- How to complete this task -
Select the lines of the records containing the word "black" and list them.

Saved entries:
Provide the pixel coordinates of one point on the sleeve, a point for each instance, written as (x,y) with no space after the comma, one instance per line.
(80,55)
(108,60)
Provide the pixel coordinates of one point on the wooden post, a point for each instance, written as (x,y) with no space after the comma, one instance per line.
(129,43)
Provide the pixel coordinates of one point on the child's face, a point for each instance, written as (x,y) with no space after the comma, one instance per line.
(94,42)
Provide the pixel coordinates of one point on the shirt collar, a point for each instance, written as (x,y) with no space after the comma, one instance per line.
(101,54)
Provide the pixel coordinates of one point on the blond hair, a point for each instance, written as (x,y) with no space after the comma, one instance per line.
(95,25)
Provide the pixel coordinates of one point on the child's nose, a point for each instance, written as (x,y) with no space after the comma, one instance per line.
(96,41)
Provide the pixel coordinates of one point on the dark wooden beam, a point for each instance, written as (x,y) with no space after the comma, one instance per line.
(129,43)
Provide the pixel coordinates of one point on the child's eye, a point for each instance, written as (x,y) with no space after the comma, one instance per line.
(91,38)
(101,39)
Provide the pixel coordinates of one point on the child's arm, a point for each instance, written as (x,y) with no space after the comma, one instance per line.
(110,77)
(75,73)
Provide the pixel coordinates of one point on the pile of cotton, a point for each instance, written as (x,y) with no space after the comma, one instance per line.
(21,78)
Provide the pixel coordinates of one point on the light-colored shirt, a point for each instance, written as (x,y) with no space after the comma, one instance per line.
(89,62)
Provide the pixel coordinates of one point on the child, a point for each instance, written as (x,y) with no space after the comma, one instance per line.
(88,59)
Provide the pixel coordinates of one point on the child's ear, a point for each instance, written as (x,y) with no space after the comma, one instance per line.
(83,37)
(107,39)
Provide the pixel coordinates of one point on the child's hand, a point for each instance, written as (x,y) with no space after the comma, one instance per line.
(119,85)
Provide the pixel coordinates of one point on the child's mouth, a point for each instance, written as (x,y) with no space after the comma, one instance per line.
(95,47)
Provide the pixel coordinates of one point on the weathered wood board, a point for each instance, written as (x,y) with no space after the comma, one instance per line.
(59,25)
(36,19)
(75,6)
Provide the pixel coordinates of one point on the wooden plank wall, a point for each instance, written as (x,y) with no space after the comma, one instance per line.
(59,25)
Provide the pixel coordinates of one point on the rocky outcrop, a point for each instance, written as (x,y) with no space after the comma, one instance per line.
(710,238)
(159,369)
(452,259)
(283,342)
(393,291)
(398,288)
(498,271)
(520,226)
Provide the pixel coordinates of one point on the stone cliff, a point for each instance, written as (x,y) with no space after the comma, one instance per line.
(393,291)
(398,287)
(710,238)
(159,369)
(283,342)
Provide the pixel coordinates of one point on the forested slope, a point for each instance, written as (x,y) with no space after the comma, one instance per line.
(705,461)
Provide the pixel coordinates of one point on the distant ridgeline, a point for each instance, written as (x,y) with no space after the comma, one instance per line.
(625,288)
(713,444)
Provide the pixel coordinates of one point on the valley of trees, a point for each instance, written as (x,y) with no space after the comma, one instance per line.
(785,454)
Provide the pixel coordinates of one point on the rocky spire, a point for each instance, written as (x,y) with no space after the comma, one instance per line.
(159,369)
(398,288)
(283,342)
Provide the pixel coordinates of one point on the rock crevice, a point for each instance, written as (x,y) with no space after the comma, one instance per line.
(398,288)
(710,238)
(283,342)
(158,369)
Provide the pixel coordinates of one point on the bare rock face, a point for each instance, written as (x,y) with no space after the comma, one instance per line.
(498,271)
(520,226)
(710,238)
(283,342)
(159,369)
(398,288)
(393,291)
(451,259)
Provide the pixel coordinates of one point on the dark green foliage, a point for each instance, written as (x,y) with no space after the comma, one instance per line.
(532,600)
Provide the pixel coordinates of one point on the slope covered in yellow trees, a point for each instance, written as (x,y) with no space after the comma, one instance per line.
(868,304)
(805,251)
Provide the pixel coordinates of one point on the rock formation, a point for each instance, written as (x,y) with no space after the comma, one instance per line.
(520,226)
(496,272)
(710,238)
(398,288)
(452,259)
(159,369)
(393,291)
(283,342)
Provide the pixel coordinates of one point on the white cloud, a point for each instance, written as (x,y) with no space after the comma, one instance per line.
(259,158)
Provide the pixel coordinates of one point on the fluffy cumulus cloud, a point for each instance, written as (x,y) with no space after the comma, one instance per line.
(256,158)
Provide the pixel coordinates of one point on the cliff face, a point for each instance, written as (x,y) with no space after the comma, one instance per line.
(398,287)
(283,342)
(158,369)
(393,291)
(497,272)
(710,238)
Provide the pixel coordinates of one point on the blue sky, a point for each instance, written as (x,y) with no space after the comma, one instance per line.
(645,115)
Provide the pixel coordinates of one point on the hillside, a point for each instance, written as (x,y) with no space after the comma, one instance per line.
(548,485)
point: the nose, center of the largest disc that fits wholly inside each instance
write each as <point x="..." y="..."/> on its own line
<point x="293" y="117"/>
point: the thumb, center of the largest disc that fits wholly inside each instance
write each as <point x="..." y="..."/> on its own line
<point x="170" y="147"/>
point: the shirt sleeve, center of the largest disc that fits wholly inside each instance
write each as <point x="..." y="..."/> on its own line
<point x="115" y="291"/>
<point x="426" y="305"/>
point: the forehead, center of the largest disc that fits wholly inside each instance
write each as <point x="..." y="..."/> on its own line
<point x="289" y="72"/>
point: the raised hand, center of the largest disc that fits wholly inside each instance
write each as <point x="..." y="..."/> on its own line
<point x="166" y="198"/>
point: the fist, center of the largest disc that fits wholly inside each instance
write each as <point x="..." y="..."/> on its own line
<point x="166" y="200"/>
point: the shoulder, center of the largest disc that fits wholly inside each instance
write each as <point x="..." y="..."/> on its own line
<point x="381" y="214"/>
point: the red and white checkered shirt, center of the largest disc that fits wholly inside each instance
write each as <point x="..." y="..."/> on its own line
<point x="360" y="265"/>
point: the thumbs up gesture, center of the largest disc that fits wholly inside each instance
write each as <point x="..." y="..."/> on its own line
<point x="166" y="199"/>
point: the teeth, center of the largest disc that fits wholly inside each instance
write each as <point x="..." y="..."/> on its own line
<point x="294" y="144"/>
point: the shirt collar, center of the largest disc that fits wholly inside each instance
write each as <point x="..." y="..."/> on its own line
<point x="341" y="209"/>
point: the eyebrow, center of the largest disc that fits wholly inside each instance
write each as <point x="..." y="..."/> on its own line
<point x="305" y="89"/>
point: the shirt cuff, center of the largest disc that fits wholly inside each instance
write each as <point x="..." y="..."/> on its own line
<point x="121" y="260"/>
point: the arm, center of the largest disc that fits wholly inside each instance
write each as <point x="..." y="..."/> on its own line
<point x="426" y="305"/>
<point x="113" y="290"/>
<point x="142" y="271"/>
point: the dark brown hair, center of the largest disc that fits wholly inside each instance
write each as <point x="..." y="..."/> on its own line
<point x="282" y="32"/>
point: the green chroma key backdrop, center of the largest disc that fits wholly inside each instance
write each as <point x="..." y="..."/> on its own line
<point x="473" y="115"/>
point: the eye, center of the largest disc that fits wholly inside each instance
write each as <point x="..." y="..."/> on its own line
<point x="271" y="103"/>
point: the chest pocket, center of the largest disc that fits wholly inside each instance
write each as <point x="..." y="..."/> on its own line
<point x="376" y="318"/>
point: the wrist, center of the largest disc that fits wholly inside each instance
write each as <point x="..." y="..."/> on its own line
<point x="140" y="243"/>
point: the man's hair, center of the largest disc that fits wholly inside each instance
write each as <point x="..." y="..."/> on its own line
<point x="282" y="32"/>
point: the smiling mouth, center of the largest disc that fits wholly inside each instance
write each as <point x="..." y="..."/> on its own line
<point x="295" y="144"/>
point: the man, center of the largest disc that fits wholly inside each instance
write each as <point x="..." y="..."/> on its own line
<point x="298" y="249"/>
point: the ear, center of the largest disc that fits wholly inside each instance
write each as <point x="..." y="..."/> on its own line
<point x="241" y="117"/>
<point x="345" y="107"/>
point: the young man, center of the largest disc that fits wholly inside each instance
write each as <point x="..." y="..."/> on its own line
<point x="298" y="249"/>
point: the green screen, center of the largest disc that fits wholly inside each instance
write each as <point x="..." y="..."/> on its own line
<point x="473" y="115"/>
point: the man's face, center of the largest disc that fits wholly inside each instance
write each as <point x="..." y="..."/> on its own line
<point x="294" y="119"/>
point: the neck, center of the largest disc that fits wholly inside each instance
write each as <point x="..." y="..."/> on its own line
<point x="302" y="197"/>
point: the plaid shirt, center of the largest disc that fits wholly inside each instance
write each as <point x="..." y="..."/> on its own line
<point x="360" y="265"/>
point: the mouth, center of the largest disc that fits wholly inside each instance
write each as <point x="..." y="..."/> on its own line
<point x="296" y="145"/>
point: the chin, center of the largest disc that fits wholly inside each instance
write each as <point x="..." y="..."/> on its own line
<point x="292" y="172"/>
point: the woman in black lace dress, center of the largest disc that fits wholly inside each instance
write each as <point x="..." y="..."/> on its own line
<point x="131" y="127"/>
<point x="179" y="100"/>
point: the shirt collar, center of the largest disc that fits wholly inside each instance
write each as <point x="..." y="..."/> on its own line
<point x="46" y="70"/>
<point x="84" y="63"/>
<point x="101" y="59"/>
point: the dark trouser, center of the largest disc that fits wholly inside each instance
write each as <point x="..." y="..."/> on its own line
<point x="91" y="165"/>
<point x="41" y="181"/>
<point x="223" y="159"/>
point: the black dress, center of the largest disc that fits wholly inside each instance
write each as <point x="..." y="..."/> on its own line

- Answer space -
point: the woman in black lace dress, center of the largest disc that fits wholly inside each instance
point: the black dress, center of the largest disc that fits wholly inside each instance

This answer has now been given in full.